--- BEGIN Selected passage ---

Modi’s wins show how the power of his personal story endures

After years of decline, India was demoted in 2021 into the ranks of “partly free” democracies by Freedom House, which cited the ruling Bharatiya Janata Party’s increasingly harsh handling of both its critics and the country’s Muslim minority.

Now, the perception that India leads a global “retreat” of democracy is likely to deepen as the BJP bulldozes its way to victory in this month’s elections in four of five contested states, including India’s most populous, Uttar Pradesh.

Indeed, the BJP victory in Uttar Pradesh does demonstrate the appeal of its Hindu nationalist and majoritarian ideology, charismatically sold for almost a decade by its leader, Narendra Modi, and backed by an unrivalled political machine. But no single storyline can explain a country as diverse as India and the BJP’s success reflects the continuing appeal of the resumes of its top leaders as much as their strong-arm tactics. They are first generation politicians who rose from relatively humble origins and are seen as incorruptible figures, working relentlessly to advance their cause.

--- END Selected passage ---
--- BEGIN Recorded data ---

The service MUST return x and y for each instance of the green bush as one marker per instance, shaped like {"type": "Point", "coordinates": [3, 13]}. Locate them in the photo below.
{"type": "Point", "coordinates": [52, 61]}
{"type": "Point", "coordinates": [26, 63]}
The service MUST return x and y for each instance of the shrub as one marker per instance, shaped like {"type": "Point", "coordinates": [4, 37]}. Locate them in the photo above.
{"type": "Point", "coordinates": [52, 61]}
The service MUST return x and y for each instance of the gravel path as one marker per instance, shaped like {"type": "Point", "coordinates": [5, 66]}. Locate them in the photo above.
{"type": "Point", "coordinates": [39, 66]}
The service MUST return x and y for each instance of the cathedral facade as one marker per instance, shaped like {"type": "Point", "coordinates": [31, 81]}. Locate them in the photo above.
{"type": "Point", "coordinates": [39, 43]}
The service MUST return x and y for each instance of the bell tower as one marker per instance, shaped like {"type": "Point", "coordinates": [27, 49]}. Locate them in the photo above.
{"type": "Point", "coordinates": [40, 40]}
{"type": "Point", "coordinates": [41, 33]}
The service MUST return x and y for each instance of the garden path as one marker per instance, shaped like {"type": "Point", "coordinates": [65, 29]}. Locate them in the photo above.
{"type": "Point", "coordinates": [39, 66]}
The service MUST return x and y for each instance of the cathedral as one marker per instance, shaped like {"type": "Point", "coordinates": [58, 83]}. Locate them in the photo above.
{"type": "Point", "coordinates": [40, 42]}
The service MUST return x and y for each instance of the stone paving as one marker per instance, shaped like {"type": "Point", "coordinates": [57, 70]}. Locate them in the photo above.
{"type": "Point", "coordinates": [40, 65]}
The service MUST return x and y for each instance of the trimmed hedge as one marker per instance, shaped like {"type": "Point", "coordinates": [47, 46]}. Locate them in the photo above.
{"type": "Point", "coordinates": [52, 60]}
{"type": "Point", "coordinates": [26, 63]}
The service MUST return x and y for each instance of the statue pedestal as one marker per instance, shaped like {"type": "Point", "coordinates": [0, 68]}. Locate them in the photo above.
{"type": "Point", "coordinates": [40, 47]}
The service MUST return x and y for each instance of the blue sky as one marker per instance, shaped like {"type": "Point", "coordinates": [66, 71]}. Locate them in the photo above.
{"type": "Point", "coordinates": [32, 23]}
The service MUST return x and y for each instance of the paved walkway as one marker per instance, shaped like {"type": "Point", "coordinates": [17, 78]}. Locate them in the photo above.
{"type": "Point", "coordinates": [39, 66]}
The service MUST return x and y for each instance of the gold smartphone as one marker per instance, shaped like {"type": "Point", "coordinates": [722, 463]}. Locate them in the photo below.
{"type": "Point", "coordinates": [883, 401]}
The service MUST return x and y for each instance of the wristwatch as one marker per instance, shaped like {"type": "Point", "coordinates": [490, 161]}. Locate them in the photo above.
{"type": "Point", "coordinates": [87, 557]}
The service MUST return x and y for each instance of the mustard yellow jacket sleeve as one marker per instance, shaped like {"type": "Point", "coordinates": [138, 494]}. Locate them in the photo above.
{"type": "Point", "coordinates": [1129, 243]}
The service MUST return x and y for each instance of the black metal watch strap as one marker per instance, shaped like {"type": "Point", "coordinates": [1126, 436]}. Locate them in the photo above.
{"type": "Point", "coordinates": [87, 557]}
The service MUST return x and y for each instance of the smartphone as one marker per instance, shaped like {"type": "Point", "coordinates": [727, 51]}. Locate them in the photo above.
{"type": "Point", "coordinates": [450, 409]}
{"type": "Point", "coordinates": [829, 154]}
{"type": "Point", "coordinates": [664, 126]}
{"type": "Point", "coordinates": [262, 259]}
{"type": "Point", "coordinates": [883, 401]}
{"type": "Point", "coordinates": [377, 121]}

--- END Recorded data ---

Problems to solve:
1. In the passage on Modi's election wins, which organization demoted India into the ranks of "partly free" democracies in 2021?
2. Say whether each statement agrees with the passage on Modi's election wins, answering yes or no and quoting the deciding words: (a) The BJP won in all five contested states. (b) Uttar Pradesh is India's most populous state. (c) The BJP's top leaders are first generation politicians.
3. In the passage on Modi's election wins, list every description of the BJP's top leaders in the sentence beginning "They are first generation politicians".

Responses by task:
1. Freedom House

2.
(a) No: "victory in this month’s elections in four of five contested states"
(b) Yes: "including India’s most populous, Uttar Pradesh"
(c) Yes: "They are first generation politicians"

3.
- first generation politicians
- rose from relatively humble origins
- seen as incorruptible figures
- working relentlessly to advance their cause